* Start Records for processing *
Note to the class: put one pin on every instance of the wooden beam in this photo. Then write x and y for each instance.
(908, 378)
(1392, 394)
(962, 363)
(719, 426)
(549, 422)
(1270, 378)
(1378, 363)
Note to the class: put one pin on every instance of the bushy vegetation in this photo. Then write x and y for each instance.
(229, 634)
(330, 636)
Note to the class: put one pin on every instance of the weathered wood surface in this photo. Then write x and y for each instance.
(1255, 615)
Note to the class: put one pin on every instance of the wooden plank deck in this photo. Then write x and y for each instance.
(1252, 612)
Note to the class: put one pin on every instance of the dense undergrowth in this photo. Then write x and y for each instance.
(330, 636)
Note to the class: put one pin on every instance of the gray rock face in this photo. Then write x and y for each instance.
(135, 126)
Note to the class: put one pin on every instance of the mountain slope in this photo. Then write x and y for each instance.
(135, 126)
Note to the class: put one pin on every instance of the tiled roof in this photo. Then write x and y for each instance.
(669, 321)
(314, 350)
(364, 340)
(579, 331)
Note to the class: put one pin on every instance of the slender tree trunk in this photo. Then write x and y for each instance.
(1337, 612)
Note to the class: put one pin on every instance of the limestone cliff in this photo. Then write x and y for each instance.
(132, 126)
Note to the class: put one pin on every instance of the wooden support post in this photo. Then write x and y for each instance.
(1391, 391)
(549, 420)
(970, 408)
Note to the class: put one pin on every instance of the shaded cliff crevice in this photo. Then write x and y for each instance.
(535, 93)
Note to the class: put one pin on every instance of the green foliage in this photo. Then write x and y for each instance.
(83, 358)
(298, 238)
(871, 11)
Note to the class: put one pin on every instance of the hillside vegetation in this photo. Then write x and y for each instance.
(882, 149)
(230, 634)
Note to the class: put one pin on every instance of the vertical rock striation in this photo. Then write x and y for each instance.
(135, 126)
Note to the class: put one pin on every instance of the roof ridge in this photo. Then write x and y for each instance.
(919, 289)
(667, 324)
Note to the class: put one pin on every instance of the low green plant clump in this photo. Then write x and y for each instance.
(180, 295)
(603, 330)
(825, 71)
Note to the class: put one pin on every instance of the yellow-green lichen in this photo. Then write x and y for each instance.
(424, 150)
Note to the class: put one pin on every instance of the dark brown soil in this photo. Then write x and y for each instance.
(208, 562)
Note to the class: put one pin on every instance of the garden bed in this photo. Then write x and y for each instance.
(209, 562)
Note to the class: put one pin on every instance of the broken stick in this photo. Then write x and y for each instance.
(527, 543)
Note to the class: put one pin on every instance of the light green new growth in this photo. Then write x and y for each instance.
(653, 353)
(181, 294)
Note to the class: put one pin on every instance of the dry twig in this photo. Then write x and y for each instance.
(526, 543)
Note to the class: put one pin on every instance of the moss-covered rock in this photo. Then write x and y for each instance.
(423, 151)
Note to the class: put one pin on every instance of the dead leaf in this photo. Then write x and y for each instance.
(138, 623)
* End Records for processing *
**Required task:**
Put the items into a Markdown table with the columns "Num" and "Text". Start at the first line of the items and go through the line with "(1378, 363)". Number each row, and leave out blank lines.

**Exercise result:**
| Num | Text |
|---|---|
| 1 | Note to the class: put one pin on every instance of the wooden beam in this photo. Then write x and y for each instance. |
| 2 | (908, 378) |
| 3 | (1392, 394) |
| 4 | (962, 363) |
| 5 | (719, 426) |
| 6 | (549, 422) |
| 7 | (1270, 378) |
| 8 | (1378, 363) |